§ **What is expected**: Copy every line of the material below word for word, but leave the pictures out.

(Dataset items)

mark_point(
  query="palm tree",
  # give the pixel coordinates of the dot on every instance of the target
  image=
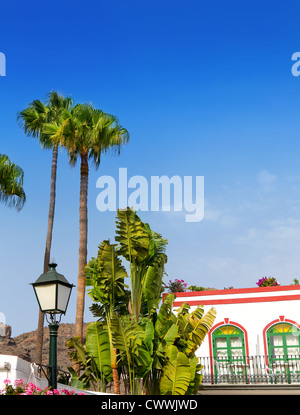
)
(86, 133)
(11, 183)
(33, 120)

§ **Complete response**:
mark_point(
  query="palm tree",
  # give the pixel coordinates of the dot on every instance of the target
  image=
)
(86, 133)
(11, 183)
(33, 120)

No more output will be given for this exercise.